Selected passage>
------------------------------------------------------------------------
From: Mel Gorman <mel@csn.ul.ie>
To: Andrea Arcangeli <aarcange@redhat.com>
Cc: linux-mm@kvack.org, Andrew Morton <akpm@linux-foundation.org>,
Marcelo Tosatti <mtosatti@redhat.com>,
Adam Litke <agl@us.ibm.com>, Avi Kivity <avi@redhat.com>,
Izik Eidus <ieidus@redhat.com>,
Hugh Dickins <hugh.dickins@tiscali.co.uk>,
Nick Piggin <npiggin@suse.de>, Rik van Riel <riel@redhat.com>,
Dave Hansen <dave@linux.vnet.ibm.com>,
Benjamin Herrenschmidt <benh@kernel.crashing.org>,
Ingo Molnar <mingo@elte.hu>, Mike Travis <travis@sgi.com>,
KAMEZAWA Hiroyuki <kamezawa.hiroyu@jp.fujitsu.com>,
Christoph Lameter <cl@linux-foundation.org>,
Chris Wright <chrisw@sous-sol.org>,
bpicco@redhat.com,
KOSAKI Motohiro <kosaki.motohiro@jp.fujitsu.com>,
Balbir Singh <balbir@linux.vnet.ibm.com>,
Arnd Bergmann <arnd@arndb.de>,
"Michael S. Tsirkin" <mst@redhat.com>,
Peter Zijlstra <peterz@infradead.org>,
Johannes Weiner <hannes@cmpxchg.org>
Subject: Re: [PATCH 00 of 41] Transparent Hugepage Support #15
Date: Fri, 26 Mar 2010 17:36:55 +0000 [thread overview]
Message-ID: <20100326173655.GC2024@csn.ul.ie> (raw)
In-Reply-To: <patchbomb.1269622804@v2.random>
On Fri, Mar 26, 2010 at 06:00:04PM +0100, Andrea Arcangeli wrote:
> Hello,
>
> this fixes a potential issue with regard to simultaneous 4k and 2M TLB entries
> in split_huge_page (at pratically zero cost, so I didn't need to add a fake
> feature flag and it's a lot safer to do it this way just in case).
> split_large_page in change_page_attr has the same issue too, but I've no idea
> how to fix it there because the pmd cannot be marked non present at any given
> time as change_page_attr may be running on ram below 640k and that is the same
> pmd where the kernel .text resides. However I doubt it'll ever be a practical
> problem. Other cpus also has a lot of warnings and risks in allowing
> simultaneous TLB entries of different size.
>
> Johannes also sent a cute optimization to split split_huge_page_vma/mm he
> converted those in a single split_huge_page_pmd and in addition he also sent
> native support for hugepages in both mincore and mprotect. Which shows how
> deep he already understands the whole huge_memory.c and its usage in the
> callers. Seeing significant contributions like this I think further confirms
> this is the way to go. Thanks a lot Johannes.
>
> The ability to bisect before the mincore and mprotect native implementations
> is one of the huge benefits of this approach. The hardest of all will be to
> add swap native support to 2M pages later (as it involves to make the
> swapcache 2M capable and that in turn means it expodes more than the rest all
> over the pagecache code) but I think first we've other priorities:
>
> 1) merge memory compaction
Testing V6 at the moment.
------------------------------------------------------------------------
Labeled-object pointing entries
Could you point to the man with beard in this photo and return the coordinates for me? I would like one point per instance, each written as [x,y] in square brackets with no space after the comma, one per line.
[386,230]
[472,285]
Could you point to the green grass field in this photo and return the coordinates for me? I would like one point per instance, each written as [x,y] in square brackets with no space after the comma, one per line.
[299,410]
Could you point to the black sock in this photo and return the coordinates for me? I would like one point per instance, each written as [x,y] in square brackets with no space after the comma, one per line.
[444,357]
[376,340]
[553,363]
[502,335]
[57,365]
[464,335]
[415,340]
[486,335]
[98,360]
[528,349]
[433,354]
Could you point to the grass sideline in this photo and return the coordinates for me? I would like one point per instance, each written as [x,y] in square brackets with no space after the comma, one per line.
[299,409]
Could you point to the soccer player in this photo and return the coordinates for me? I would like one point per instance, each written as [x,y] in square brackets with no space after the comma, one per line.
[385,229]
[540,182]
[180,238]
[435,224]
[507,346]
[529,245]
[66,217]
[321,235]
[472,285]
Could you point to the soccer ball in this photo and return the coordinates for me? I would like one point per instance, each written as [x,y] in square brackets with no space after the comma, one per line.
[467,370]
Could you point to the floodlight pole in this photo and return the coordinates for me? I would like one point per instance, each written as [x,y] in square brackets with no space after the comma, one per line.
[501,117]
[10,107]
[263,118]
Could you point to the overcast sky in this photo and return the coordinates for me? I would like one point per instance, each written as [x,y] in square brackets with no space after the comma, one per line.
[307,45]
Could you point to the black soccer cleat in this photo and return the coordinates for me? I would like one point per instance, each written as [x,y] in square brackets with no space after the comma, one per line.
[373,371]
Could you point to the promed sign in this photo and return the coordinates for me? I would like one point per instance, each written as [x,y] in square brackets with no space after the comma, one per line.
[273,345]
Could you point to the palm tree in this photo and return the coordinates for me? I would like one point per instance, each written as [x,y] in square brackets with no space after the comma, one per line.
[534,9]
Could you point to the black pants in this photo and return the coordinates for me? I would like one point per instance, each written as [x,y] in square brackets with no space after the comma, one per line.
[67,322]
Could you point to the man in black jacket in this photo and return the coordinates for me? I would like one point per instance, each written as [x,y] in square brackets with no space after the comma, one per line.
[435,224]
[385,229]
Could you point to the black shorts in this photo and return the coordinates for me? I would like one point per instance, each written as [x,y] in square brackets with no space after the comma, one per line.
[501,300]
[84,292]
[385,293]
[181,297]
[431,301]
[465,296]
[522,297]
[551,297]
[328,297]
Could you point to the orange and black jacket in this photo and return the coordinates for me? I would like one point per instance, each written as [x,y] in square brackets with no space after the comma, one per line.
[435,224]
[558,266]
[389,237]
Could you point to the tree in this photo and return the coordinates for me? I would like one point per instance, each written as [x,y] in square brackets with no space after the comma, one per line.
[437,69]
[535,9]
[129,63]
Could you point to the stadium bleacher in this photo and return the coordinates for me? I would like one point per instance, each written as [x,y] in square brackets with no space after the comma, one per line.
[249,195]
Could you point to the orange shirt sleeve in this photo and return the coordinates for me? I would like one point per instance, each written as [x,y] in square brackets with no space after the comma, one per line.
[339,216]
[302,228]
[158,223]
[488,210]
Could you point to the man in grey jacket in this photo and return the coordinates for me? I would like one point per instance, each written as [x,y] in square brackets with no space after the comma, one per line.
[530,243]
------------------------------------------------------------------------
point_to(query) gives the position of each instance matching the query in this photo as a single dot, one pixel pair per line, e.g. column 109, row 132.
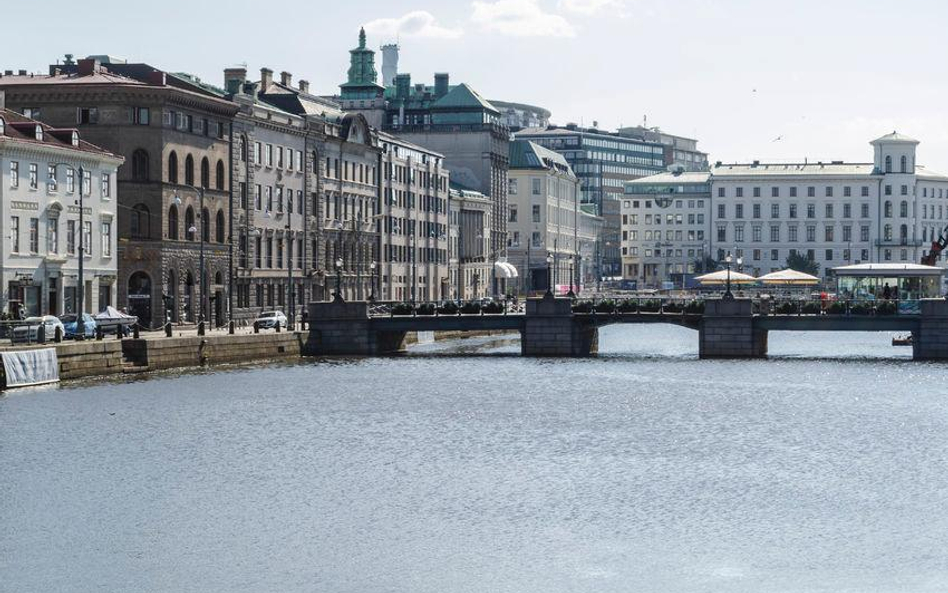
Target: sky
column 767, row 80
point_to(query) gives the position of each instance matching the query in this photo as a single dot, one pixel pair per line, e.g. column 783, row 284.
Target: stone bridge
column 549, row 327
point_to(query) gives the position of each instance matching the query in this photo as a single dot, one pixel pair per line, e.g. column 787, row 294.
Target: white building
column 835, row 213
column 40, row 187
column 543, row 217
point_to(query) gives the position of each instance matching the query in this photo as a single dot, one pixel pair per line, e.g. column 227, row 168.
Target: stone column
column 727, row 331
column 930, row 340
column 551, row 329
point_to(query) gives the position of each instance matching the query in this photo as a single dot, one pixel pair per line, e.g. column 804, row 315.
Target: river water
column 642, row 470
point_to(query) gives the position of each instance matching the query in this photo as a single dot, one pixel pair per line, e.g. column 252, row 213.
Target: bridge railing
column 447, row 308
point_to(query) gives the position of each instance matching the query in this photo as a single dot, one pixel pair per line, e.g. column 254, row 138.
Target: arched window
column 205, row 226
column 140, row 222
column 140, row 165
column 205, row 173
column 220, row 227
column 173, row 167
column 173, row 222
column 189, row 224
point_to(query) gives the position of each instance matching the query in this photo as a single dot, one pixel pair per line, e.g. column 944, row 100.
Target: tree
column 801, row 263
------------------------------------------------------------------------
Stated problem>
In the hugepage patch email, what did Johannes convert split_huge_page_vma/mm into? Rely only on the hugepage patch email to answer.

Result>
A single split_huge_page_pmd.